* SHORT PROBLEM: Write out only the lines running from the one that contains "point: dark barrier" to the end of the material, both ends included.

* SOURCE RECORDS:
□ □ □ □

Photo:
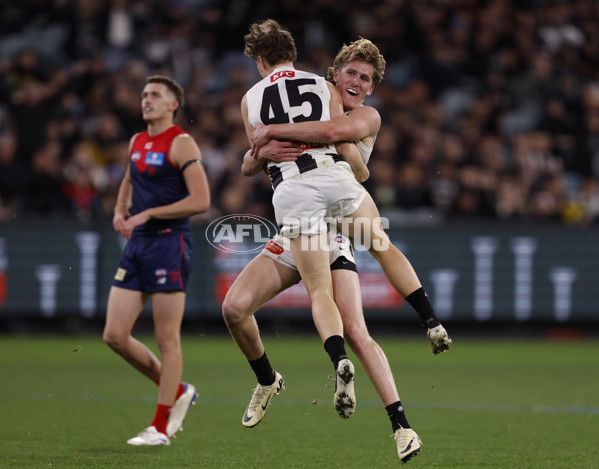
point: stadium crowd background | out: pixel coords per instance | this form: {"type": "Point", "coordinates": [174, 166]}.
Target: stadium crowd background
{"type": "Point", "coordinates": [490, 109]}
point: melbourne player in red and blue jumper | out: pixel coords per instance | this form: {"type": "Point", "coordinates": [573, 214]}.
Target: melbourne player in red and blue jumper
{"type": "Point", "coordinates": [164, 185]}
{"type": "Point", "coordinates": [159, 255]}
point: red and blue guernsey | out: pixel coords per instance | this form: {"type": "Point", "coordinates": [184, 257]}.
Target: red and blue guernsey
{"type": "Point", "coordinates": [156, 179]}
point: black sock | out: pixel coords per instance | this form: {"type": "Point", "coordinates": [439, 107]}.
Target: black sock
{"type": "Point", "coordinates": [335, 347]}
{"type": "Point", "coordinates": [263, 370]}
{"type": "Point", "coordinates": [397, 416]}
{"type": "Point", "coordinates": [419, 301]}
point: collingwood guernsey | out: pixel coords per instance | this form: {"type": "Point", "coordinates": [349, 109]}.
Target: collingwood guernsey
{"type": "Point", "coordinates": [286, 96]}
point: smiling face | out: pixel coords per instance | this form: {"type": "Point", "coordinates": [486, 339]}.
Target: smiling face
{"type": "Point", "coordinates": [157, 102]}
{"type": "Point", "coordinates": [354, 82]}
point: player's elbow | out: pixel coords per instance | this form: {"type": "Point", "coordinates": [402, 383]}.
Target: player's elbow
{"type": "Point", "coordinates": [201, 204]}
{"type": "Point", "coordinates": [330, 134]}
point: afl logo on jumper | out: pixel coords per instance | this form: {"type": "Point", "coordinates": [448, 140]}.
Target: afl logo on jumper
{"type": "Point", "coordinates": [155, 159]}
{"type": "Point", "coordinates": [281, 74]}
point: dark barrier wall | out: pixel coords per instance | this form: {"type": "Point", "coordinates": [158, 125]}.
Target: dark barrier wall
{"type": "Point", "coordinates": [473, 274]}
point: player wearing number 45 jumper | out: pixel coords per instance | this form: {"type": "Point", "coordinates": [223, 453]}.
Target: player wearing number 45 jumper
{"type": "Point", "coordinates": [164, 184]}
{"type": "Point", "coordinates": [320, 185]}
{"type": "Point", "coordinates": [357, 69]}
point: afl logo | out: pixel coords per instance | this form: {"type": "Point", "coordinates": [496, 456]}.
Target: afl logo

□ □ □ □

* TASK OUTPUT:
point: dark barrier wall | out: pixel coords per instance | this form: {"type": "Point", "coordinates": [158, 125]}.
Target: dark barrier wall
{"type": "Point", "coordinates": [473, 274]}
point: player wearing number 45 jumper | out: pixel coords per instance | this form: {"type": "Point", "coordinates": [223, 453]}.
Target: player wearing number 45 jumper
{"type": "Point", "coordinates": [164, 184]}
{"type": "Point", "coordinates": [320, 185]}
{"type": "Point", "coordinates": [357, 69]}
point: afl logo | out: pixel coords per instance | this form: {"type": "Point", "coordinates": [496, 456]}.
Target: afl logo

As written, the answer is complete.